--- START DATA SHOWN ---

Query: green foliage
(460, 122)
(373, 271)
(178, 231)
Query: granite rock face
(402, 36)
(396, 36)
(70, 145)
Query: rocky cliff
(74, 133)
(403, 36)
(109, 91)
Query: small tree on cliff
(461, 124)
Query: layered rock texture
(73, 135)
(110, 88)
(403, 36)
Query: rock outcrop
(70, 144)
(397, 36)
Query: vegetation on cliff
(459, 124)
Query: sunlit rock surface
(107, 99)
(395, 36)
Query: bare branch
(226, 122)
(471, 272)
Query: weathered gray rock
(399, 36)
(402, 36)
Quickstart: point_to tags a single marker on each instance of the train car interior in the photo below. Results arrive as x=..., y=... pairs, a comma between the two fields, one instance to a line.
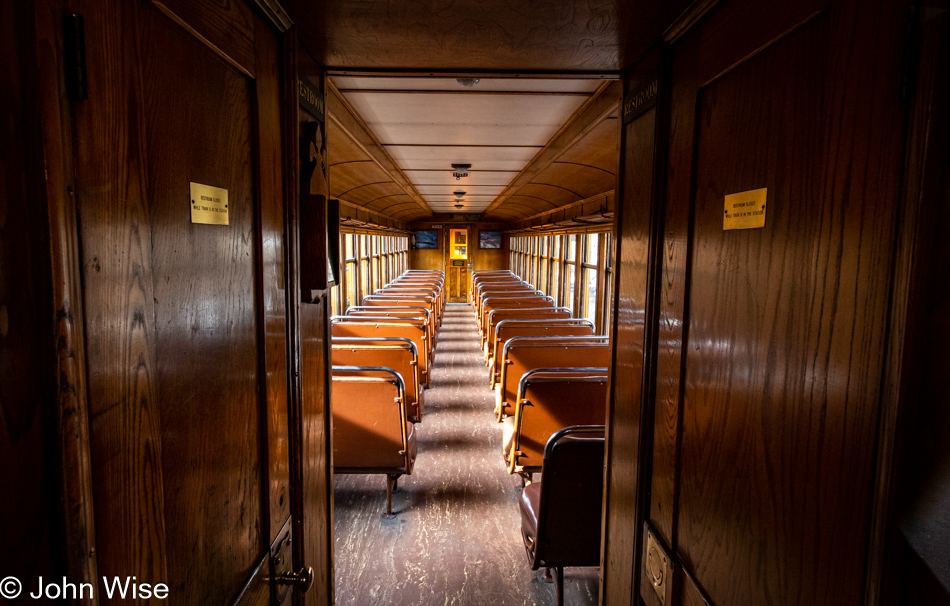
x=408, y=302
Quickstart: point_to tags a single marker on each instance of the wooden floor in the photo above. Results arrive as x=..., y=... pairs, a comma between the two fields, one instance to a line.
x=456, y=538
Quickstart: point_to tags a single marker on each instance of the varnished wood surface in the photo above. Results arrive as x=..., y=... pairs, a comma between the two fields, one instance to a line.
x=30, y=472
x=771, y=353
x=124, y=411
x=606, y=35
x=78, y=516
x=185, y=321
x=456, y=537
x=914, y=472
x=636, y=216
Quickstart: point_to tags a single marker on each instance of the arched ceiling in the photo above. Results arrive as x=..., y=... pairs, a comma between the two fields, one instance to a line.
x=534, y=144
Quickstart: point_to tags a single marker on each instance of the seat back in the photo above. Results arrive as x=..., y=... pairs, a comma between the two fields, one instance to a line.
x=532, y=327
x=571, y=501
x=369, y=425
x=413, y=329
x=390, y=300
x=397, y=353
x=523, y=354
x=498, y=302
x=511, y=313
x=550, y=399
x=397, y=311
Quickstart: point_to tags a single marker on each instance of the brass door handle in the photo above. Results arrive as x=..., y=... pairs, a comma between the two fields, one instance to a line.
x=303, y=579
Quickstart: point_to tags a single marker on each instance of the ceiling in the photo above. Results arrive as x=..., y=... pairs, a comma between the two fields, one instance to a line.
x=497, y=126
x=489, y=35
x=540, y=129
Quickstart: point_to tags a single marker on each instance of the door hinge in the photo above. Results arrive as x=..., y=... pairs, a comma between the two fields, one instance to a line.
x=74, y=56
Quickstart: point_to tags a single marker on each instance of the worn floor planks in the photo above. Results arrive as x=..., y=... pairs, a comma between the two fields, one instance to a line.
x=456, y=537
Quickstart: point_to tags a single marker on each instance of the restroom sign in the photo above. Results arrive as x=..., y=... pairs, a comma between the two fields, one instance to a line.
x=745, y=210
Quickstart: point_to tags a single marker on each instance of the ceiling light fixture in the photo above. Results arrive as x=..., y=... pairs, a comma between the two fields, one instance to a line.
x=460, y=170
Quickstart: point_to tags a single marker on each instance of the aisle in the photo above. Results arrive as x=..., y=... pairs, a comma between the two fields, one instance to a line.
x=456, y=537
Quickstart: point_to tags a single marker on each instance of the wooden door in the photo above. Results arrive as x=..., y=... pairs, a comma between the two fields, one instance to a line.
x=186, y=321
x=771, y=340
x=459, y=249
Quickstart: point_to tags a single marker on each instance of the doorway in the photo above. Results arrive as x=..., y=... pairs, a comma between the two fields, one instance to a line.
x=457, y=264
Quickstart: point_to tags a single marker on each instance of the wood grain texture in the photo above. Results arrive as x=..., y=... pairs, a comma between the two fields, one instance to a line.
x=310, y=416
x=317, y=486
x=687, y=77
x=786, y=324
x=606, y=35
x=78, y=516
x=186, y=336
x=913, y=479
x=118, y=297
x=272, y=276
x=629, y=379
x=226, y=26
x=206, y=295
x=29, y=512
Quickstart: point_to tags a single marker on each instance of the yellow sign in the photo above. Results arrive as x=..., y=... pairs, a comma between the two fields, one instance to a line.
x=209, y=204
x=745, y=210
x=459, y=241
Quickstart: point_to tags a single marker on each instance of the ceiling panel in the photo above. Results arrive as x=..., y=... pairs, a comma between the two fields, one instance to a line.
x=464, y=118
x=433, y=191
x=444, y=177
x=524, y=84
x=486, y=158
x=492, y=35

--- END DATA SHOWN ---

**AIM:**
Put the stretch of lines from the one containing "Query: bare branch" through the one containing "x=303, y=579", both included, into a numbered list, skipping any blank lines. Leave the pictures out of your answer.

**ANSWER TO THE EXERCISE:**
1. Query: bare branch
2. (226, 122)
3. (471, 272)
4. Query: weathered gray rock
5. (399, 36)
6. (402, 36)
7. Quickstart: point_to tags a single marker on each instance of the train car interior in the photo below. Results arrive as x=..., y=... pairs, a comma between the two fields, one instance to a line.
8. x=408, y=302
9. Quickstart: point_to tags a single marker on each instance of the wooden floor in the photo above. Results arrive as x=..., y=... pairs, a comma between the two fields, one instance to a line.
10. x=456, y=538
11. Quickstart: point_to tags a single marker on each instance of the varnished wood surface in the photo above. Results arrive as x=..., y=... pairs, a comma between the two fields, one instance to a line.
12. x=30, y=472
13. x=771, y=353
14. x=124, y=411
15. x=606, y=35
16. x=78, y=516
17. x=185, y=321
18. x=456, y=537
19. x=914, y=472
20. x=636, y=216
21. Quickstart: point_to tags a single marker on each instance of the arched ceiling in the photo above. Results arrive as x=..., y=... pairs, a comma between the two fields, one instance to a line.
22. x=534, y=144
23. Quickstart: point_to tags a single marker on each instance of the seat back in the photo above. Results arrive as x=..., y=... pairs, a comma between the two fields, one instance to a line.
24. x=532, y=327
25. x=571, y=501
26. x=369, y=425
27. x=413, y=329
28. x=390, y=300
29. x=397, y=353
30. x=523, y=354
31. x=498, y=302
32. x=511, y=313
33. x=550, y=399
34. x=397, y=311
35. Quickstart: point_to tags a single marker on each instance of the brass door handle in the photo above. Results arrive as x=..., y=... pairs, a comma between the two fields, one instance to a line.
36. x=303, y=579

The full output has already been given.